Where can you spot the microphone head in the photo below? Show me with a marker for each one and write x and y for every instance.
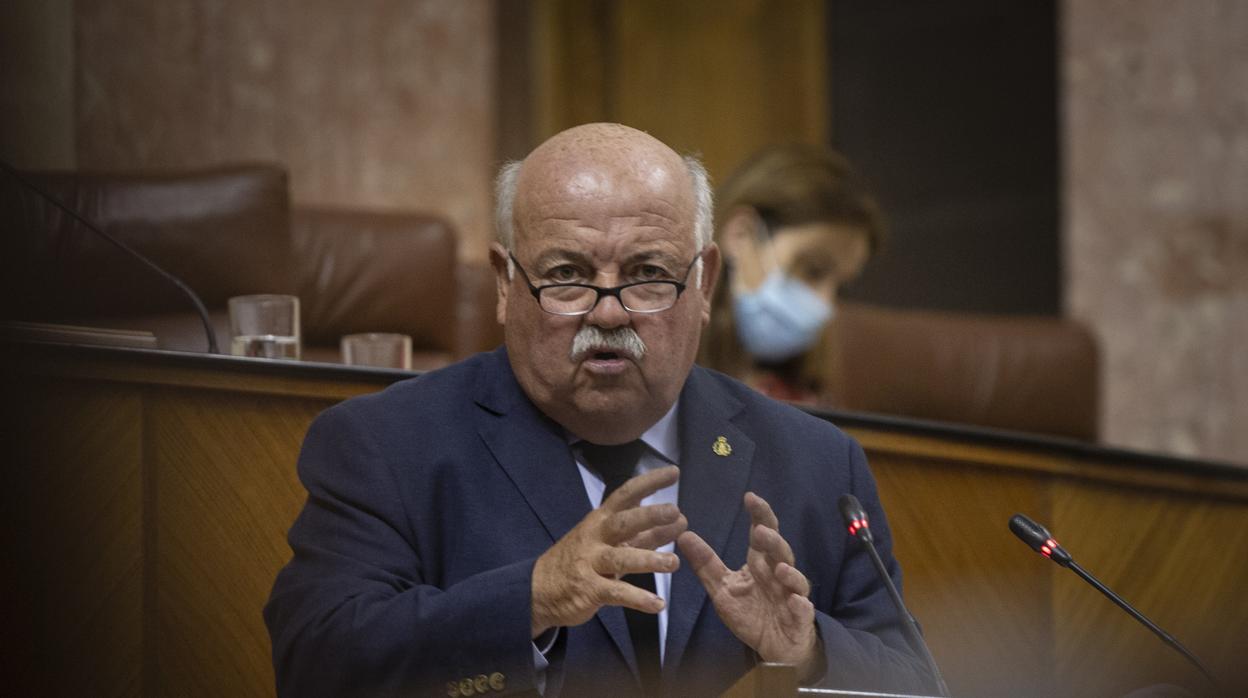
(855, 517)
(1038, 538)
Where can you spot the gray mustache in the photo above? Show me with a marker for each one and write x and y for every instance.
(620, 340)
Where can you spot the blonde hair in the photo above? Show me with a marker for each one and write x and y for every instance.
(789, 185)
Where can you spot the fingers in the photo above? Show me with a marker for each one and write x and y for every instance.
(760, 511)
(632, 492)
(793, 580)
(703, 561)
(659, 536)
(624, 526)
(771, 543)
(618, 592)
(614, 562)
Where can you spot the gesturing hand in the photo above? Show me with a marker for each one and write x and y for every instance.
(582, 572)
(764, 602)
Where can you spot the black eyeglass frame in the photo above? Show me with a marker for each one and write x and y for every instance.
(614, 291)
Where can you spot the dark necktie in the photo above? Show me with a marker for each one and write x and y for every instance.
(615, 465)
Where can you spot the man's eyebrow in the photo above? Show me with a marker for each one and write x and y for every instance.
(559, 255)
(659, 256)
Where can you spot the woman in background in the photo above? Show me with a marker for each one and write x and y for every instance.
(794, 225)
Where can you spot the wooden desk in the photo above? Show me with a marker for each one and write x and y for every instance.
(150, 493)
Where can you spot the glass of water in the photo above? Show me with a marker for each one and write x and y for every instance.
(385, 350)
(265, 326)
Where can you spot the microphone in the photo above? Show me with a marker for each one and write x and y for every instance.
(1040, 540)
(859, 526)
(195, 299)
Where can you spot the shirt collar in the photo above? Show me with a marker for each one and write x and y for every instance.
(663, 437)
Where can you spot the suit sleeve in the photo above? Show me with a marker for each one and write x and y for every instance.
(351, 613)
(864, 643)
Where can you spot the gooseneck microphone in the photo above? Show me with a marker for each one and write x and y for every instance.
(1040, 540)
(859, 526)
(195, 300)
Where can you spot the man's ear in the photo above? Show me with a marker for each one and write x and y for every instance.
(499, 260)
(711, 266)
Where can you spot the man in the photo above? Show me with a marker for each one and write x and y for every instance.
(453, 542)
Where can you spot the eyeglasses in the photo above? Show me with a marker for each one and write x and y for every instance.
(579, 299)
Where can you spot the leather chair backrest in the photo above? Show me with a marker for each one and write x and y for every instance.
(225, 231)
(367, 271)
(1014, 372)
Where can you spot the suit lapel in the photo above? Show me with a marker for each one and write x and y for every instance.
(532, 450)
(713, 481)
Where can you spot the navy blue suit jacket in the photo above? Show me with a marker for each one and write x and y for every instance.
(429, 502)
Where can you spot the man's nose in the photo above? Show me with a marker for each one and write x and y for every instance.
(609, 312)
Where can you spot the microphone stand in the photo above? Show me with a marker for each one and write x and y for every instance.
(911, 624)
(1131, 611)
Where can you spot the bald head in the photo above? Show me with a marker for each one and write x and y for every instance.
(612, 210)
(603, 161)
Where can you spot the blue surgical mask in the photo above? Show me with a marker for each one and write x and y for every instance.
(780, 319)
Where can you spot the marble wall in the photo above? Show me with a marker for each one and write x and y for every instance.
(377, 104)
(1156, 230)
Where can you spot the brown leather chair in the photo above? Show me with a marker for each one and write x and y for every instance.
(1014, 372)
(229, 231)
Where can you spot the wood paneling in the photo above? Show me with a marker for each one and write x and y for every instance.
(151, 495)
(721, 78)
(74, 506)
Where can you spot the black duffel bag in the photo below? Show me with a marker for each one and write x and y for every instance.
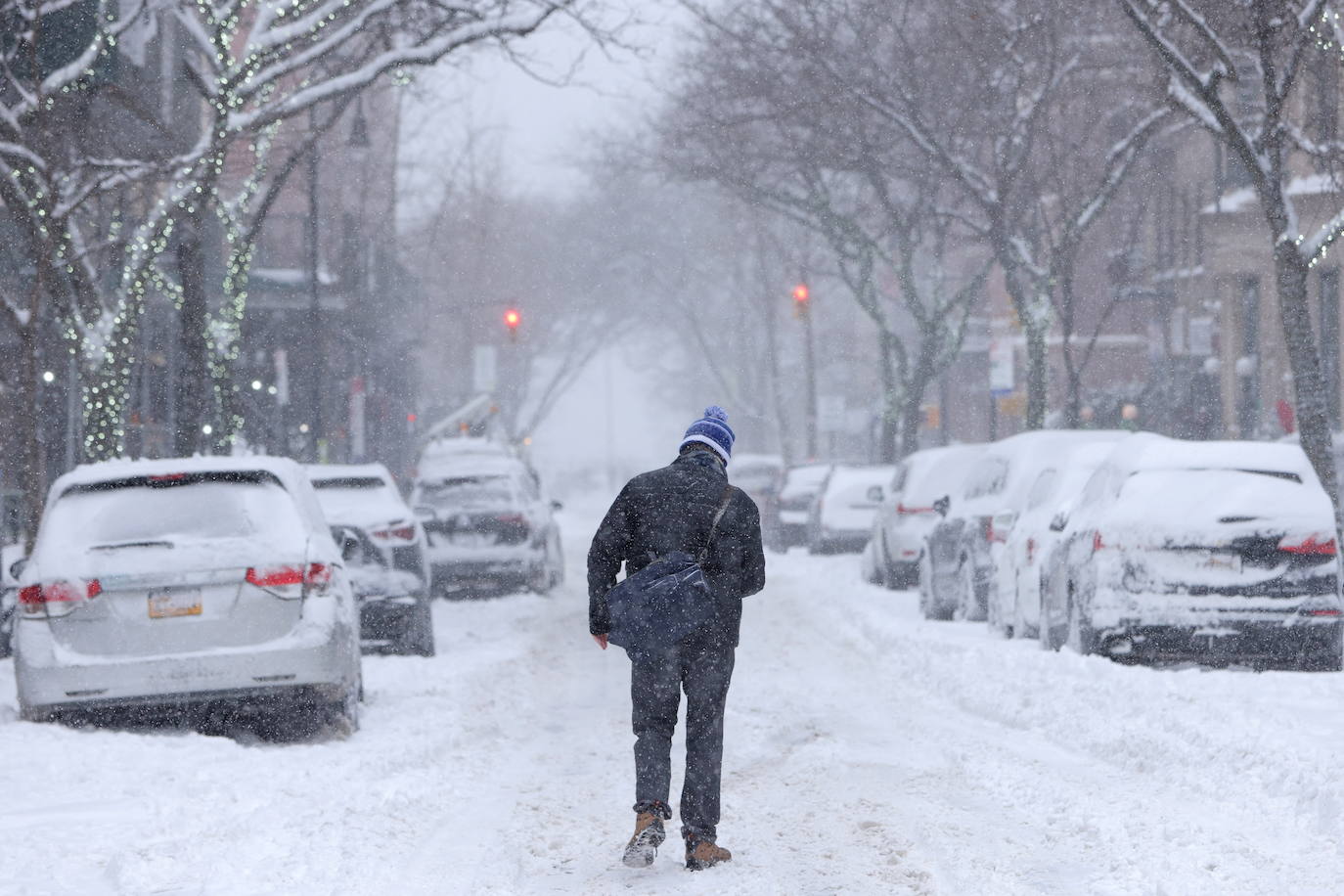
(667, 601)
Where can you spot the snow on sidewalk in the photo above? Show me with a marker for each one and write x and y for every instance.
(867, 751)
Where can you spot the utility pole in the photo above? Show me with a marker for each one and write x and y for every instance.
(315, 312)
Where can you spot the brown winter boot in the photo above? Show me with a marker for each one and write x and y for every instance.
(704, 853)
(648, 835)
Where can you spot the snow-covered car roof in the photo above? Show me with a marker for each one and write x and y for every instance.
(288, 473)
(466, 445)
(360, 507)
(938, 470)
(740, 461)
(1007, 469)
(471, 465)
(804, 479)
(324, 471)
(848, 477)
(1149, 452)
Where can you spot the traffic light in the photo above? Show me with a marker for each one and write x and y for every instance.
(801, 299)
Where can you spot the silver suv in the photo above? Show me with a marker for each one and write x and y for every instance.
(186, 585)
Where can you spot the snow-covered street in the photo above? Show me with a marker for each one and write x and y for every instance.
(867, 751)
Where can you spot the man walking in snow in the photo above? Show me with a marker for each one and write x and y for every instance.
(656, 514)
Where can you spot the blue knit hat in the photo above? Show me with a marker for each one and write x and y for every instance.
(711, 430)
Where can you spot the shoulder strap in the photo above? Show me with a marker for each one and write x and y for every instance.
(714, 527)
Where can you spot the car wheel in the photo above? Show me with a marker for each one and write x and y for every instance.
(967, 602)
(421, 643)
(344, 712)
(1081, 639)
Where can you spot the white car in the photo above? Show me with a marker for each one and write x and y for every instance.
(963, 550)
(186, 586)
(1213, 551)
(388, 571)
(800, 486)
(488, 525)
(1037, 532)
(841, 514)
(908, 515)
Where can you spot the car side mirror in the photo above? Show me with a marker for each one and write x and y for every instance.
(347, 542)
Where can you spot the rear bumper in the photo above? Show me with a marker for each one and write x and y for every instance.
(1269, 644)
(1214, 628)
(323, 659)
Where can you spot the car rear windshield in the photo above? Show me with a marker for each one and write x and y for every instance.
(165, 510)
(468, 490)
(349, 482)
(1195, 492)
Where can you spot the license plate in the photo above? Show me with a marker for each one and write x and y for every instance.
(1222, 561)
(164, 605)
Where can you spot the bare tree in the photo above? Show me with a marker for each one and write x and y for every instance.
(254, 65)
(1236, 70)
(972, 87)
(757, 115)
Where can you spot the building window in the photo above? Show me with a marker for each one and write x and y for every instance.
(1247, 366)
(1329, 320)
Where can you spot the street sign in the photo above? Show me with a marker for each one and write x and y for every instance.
(1000, 364)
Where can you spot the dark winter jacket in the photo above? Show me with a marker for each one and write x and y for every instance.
(672, 510)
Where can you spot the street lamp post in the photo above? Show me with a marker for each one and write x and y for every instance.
(315, 313)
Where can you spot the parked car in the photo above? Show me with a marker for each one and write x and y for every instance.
(957, 569)
(1210, 551)
(1037, 532)
(488, 525)
(906, 515)
(759, 475)
(800, 486)
(388, 571)
(840, 518)
(182, 587)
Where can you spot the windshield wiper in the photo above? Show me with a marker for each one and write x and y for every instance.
(147, 543)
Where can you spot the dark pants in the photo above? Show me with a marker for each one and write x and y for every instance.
(703, 668)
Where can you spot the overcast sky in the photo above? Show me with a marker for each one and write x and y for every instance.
(541, 128)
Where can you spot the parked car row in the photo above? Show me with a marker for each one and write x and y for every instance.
(1132, 546)
(488, 521)
(205, 587)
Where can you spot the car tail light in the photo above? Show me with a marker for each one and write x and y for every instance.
(1312, 544)
(61, 597)
(402, 532)
(291, 580)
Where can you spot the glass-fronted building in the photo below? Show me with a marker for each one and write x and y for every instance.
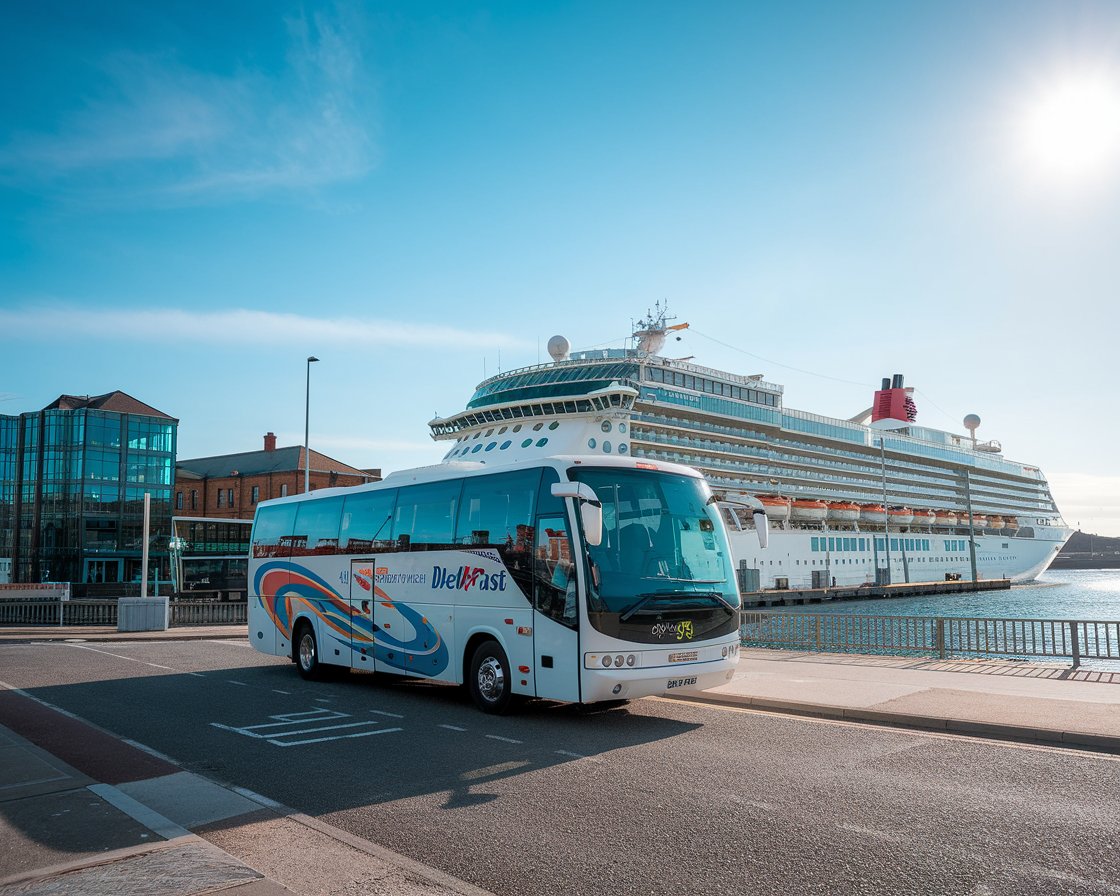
(73, 478)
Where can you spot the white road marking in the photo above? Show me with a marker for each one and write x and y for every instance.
(282, 728)
(119, 656)
(341, 737)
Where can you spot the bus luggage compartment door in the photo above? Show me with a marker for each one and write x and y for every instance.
(361, 599)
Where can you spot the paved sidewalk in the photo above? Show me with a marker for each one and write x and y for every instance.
(121, 821)
(1019, 701)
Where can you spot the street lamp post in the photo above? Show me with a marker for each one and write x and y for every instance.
(307, 428)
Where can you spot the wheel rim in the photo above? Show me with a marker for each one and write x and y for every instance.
(307, 652)
(491, 679)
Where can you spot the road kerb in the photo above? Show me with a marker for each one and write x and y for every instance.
(966, 727)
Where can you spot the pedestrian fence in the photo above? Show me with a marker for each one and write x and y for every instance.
(933, 636)
(104, 613)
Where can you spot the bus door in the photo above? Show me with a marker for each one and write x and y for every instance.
(362, 600)
(556, 617)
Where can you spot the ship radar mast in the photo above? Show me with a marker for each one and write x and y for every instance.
(652, 329)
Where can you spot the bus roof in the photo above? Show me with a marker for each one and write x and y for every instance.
(467, 469)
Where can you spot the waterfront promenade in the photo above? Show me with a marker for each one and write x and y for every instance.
(134, 817)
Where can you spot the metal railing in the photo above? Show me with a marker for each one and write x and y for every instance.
(104, 613)
(934, 636)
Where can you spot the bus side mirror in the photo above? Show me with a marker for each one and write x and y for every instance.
(590, 509)
(762, 524)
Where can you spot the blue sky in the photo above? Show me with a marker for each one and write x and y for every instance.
(196, 198)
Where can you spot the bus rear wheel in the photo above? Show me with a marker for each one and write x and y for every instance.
(307, 653)
(491, 682)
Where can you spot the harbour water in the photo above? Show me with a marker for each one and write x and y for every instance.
(1070, 594)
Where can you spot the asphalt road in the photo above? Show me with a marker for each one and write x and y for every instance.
(655, 798)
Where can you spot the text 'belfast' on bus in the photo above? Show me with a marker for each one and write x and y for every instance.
(560, 578)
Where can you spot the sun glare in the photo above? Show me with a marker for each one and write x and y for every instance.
(1070, 130)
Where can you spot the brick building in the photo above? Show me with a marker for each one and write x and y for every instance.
(231, 486)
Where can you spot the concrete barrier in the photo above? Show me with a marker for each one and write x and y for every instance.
(142, 614)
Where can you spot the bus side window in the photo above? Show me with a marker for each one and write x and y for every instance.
(272, 531)
(316, 529)
(367, 521)
(498, 510)
(426, 513)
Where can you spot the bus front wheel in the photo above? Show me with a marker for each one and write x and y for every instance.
(307, 653)
(491, 682)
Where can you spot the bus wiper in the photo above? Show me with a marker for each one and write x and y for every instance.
(643, 599)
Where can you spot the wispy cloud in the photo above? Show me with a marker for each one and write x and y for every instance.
(166, 131)
(236, 326)
(1088, 501)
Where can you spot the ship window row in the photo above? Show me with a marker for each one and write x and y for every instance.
(670, 376)
(930, 491)
(1028, 491)
(800, 421)
(759, 483)
(833, 544)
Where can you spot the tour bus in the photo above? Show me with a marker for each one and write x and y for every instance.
(565, 578)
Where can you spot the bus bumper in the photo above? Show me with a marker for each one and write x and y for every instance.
(632, 683)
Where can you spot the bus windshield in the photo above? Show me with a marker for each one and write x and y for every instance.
(664, 546)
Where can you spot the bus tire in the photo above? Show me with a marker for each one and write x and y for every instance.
(306, 652)
(491, 683)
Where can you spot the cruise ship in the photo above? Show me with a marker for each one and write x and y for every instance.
(871, 500)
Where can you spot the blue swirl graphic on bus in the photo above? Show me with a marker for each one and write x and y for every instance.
(285, 590)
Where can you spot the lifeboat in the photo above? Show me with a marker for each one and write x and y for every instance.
(944, 518)
(873, 513)
(901, 515)
(923, 518)
(776, 507)
(843, 512)
(803, 509)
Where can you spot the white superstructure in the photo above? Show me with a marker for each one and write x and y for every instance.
(849, 502)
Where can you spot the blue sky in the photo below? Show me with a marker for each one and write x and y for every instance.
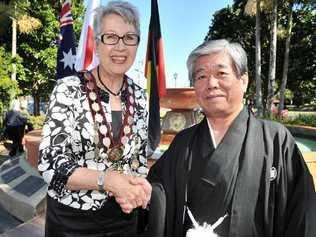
(184, 24)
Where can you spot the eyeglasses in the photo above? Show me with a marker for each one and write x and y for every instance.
(218, 71)
(129, 39)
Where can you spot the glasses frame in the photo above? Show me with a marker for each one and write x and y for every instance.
(123, 38)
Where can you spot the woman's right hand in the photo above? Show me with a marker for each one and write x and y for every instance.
(129, 192)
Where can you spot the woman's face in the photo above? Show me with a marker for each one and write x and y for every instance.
(118, 58)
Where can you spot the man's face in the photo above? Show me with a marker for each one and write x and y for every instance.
(218, 89)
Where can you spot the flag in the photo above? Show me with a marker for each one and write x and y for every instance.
(67, 50)
(155, 74)
(86, 58)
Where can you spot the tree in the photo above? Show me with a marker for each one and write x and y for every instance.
(231, 24)
(272, 58)
(253, 7)
(38, 49)
(15, 11)
(286, 58)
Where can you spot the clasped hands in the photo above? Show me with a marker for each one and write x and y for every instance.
(129, 191)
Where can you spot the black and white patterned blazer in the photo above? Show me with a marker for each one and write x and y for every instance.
(68, 141)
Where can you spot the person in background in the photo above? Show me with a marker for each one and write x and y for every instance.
(244, 176)
(92, 154)
(14, 127)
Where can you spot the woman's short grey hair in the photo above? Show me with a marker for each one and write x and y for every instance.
(234, 50)
(126, 10)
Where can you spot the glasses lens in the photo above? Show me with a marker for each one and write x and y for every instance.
(112, 39)
(109, 38)
(131, 39)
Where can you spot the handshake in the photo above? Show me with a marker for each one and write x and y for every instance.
(129, 191)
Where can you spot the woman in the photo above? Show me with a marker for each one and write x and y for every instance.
(93, 150)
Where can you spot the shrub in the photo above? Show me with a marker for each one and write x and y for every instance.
(300, 119)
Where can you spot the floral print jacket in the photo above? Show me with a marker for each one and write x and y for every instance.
(68, 141)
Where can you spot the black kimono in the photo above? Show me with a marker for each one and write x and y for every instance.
(256, 175)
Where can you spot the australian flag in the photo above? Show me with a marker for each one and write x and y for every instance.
(66, 54)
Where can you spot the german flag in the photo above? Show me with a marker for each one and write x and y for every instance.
(155, 74)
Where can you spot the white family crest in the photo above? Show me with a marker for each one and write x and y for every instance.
(205, 230)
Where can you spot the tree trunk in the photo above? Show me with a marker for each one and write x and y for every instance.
(272, 60)
(36, 109)
(258, 61)
(286, 59)
(14, 26)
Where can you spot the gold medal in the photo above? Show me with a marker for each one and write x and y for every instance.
(115, 153)
(135, 164)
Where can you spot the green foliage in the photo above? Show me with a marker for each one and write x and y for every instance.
(37, 50)
(8, 88)
(300, 119)
(232, 23)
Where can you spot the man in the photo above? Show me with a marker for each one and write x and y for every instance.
(231, 166)
(14, 123)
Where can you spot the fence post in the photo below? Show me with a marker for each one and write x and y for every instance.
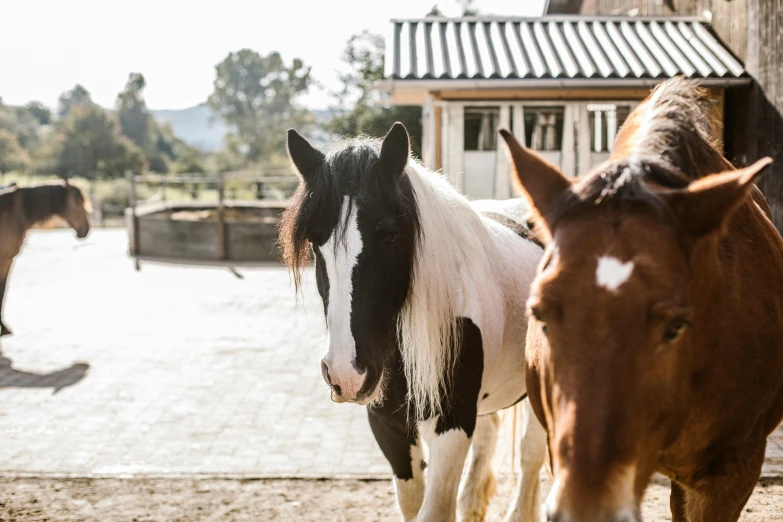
(221, 218)
(134, 224)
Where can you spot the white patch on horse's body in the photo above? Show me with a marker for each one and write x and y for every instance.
(446, 460)
(340, 253)
(612, 273)
(466, 266)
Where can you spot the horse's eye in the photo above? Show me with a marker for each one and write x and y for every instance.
(674, 329)
(538, 315)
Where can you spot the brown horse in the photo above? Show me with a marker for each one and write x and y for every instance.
(656, 335)
(22, 208)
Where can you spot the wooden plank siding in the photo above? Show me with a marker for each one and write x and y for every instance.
(762, 128)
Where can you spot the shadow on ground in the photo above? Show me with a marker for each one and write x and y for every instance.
(57, 380)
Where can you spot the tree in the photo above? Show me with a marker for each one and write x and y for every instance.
(90, 144)
(12, 155)
(76, 97)
(135, 119)
(40, 112)
(257, 95)
(362, 109)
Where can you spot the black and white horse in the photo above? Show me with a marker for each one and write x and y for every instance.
(424, 298)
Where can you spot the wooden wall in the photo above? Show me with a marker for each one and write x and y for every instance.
(761, 131)
(728, 16)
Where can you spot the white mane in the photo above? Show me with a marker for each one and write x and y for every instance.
(452, 259)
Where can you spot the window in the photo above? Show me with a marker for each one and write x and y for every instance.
(481, 128)
(605, 120)
(544, 128)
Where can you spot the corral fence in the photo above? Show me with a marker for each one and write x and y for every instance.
(224, 219)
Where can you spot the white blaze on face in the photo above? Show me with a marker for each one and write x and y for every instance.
(612, 273)
(340, 254)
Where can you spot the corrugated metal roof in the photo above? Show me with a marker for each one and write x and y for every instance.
(562, 48)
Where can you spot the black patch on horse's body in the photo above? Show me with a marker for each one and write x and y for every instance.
(392, 422)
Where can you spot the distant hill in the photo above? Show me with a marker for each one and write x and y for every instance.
(197, 126)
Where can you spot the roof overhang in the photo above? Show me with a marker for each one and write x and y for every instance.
(557, 52)
(545, 83)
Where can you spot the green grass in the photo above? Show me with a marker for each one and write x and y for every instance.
(116, 192)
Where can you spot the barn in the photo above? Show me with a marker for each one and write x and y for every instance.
(564, 82)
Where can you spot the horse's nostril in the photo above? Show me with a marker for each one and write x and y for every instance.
(325, 374)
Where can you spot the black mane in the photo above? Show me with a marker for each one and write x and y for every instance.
(350, 168)
(675, 149)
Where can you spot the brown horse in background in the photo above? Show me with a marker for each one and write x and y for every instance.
(656, 335)
(23, 207)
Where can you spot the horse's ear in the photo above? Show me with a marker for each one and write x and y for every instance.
(395, 149)
(305, 158)
(706, 204)
(541, 182)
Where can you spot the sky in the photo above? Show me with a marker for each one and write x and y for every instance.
(48, 46)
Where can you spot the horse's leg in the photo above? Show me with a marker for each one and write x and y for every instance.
(720, 496)
(677, 503)
(479, 486)
(532, 453)
(402, 449)
(448, 449)
(4, 271)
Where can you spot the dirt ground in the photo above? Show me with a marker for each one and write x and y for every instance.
(186, 500)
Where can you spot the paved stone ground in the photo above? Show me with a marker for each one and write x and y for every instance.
(172, 371)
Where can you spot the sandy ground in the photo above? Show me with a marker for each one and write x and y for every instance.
(180, 500)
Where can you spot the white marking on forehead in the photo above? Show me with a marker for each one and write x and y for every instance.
(612, 273)
(340, 254)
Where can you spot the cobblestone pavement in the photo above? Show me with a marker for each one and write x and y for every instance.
(172, 371)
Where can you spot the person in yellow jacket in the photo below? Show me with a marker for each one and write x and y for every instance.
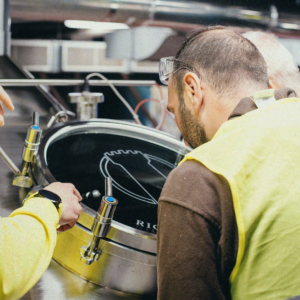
(228, 217)
(28, 235)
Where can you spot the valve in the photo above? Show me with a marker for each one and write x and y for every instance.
(31, 147)
(101, 225)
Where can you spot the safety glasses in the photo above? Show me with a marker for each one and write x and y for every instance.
(166, 68)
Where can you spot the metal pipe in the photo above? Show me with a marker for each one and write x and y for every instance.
(108, 186)
(9, 162)
(73, 82)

__Task directions__. Reproduce verbatim only the lines from the one holding "Where can you spot the safety" through the end of the records.

__Solved problem__.
Where can you spot the safety glasses in the photo above? Show me with a marker for each one and write x and y for every instance.
(166, 68)
Where can you spot the metal pipe in the photo above? Show me with a marker for each one and write x and y for every instance.
(108, 186)
(9, 162)
(73, 82)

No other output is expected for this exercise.